* _Requirement 1_: Pick out each line in the listing that contains the string "wing", with case counting, and copy those lines.

* _Extract provided_:

— Begin —

Theology in 3D

Is the Believer’s Death Precious to God?

Greg Stiekes | December 1, 2017
New Testament

I’m speaking primarily to fellow pastors and teachers. In our sermons and lessons, we tend to recycle biblical phrases, aphorisms, interpretations, and sometimes even clichés that we have heard others use. Rather than say something original from our own study, we insert into our delivery homiletical phraseology we have picked up over the years from the sermons of others. This mimicry is not always a bad thing. In fact, for those of us who speak often, the ability to borrow popular expressions or sermonic ideas from time to time is part of our stock-in-trade. However, we do not always take the time to investigate for ourselves the truth of what we are repeating. And this lack of diligence can lead to our recycling a wrong interpretation unwittingly.

For example, years ago when preaching a message of comfort at a funeral service, I threw in a reference to Psalm 116:15a, which reads,

“Precious in the sight of the Lord is the death of his saints.”

I recited the verse on that occasion because I had heard other pastors use it at funerals and because it speaks of God’s concern for the death of his chosen ones. However, it was not until sometime later while I was preparing a sermon on all of Psalm 116 that my exegesis led me to take a closer look at this text.

— End —

* _Material supplied_:
— Begin —

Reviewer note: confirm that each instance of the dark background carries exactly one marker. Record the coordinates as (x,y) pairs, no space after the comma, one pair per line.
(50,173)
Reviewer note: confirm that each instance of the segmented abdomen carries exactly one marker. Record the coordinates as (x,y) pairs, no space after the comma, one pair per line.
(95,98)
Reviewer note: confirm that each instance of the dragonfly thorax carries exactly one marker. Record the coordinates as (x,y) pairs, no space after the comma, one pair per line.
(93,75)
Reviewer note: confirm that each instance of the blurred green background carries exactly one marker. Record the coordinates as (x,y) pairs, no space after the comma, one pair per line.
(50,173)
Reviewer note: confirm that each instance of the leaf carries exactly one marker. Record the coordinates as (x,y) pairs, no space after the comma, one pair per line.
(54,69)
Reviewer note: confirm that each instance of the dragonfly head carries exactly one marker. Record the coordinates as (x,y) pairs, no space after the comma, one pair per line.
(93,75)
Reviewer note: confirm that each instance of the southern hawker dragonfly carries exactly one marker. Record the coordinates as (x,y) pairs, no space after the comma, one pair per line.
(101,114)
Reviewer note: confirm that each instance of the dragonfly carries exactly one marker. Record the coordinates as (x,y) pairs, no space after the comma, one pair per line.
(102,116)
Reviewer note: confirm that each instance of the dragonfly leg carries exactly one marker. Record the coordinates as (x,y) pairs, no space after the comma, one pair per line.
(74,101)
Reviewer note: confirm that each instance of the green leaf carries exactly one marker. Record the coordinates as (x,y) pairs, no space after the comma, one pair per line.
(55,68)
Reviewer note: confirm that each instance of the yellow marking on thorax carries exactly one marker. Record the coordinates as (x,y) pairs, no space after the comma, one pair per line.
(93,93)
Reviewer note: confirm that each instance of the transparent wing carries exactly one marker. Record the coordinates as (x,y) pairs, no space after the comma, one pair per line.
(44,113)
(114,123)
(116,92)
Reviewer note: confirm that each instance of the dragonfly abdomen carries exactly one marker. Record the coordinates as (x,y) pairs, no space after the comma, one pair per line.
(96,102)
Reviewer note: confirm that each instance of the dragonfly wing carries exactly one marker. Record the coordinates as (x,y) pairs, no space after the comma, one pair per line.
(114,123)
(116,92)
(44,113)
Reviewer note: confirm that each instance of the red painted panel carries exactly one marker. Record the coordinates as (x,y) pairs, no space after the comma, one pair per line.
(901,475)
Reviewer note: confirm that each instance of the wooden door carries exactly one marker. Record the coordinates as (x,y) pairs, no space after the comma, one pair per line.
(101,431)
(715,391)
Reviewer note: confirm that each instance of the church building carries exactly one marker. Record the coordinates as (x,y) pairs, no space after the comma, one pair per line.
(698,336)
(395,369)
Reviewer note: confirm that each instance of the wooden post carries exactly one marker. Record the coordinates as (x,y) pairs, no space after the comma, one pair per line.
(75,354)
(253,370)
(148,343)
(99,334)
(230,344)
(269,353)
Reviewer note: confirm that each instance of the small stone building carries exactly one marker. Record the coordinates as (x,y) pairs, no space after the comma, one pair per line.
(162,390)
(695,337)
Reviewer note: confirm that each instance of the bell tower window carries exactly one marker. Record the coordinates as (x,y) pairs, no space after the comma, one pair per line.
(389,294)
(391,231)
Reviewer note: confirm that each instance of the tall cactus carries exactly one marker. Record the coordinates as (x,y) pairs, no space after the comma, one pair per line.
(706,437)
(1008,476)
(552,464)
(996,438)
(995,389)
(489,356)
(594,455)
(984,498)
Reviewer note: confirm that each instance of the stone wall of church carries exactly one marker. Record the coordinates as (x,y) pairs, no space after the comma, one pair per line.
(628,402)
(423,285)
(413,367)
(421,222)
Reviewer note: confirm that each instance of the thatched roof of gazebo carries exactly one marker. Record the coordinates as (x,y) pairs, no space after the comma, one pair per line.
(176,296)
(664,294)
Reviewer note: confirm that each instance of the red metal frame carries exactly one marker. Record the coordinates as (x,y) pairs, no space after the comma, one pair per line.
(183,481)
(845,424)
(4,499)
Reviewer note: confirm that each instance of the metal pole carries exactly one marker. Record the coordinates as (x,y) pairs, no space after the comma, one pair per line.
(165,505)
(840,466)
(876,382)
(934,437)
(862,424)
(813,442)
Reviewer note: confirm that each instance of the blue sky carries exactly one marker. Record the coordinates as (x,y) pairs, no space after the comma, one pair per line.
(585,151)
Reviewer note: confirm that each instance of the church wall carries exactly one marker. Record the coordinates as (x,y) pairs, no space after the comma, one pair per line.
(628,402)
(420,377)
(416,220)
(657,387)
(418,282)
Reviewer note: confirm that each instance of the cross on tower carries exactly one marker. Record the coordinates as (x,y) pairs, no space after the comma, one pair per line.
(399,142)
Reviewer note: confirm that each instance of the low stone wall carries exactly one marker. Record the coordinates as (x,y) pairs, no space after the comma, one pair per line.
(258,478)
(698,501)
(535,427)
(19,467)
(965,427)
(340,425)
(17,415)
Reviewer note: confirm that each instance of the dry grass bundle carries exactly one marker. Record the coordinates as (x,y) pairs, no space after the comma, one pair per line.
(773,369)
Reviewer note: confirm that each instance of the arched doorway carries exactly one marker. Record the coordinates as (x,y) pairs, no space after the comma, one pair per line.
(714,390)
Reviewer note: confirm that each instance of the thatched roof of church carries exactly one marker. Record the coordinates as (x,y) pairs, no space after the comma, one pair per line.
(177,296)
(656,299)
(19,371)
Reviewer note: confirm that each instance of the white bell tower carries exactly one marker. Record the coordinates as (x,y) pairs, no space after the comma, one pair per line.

— End —

* _Requirement 2_: Translate this sentence from the article on Psalm 116 into Spanish: "However, we do not always take the time to investigate for ourselves the truth of what we are repeating."

* _Task answer 1_:
Reviewer note: confirm that each instance of the transparent wing carries exactly one marker. Record the coordinates as (x,y) pairs, no space after the comma, one pair per line.
Reviewer note: confirm that each instance of the dragonfly wing carries exactly one marker. Record the coordinates as (x,y) pairs, no space after the comma, one pair per line.

* _Task answer 2_: Sin embargo, no siempre nos tomamos el tiempo de investigar por nosotros mismos la verdad de lo que estamos repitiendo.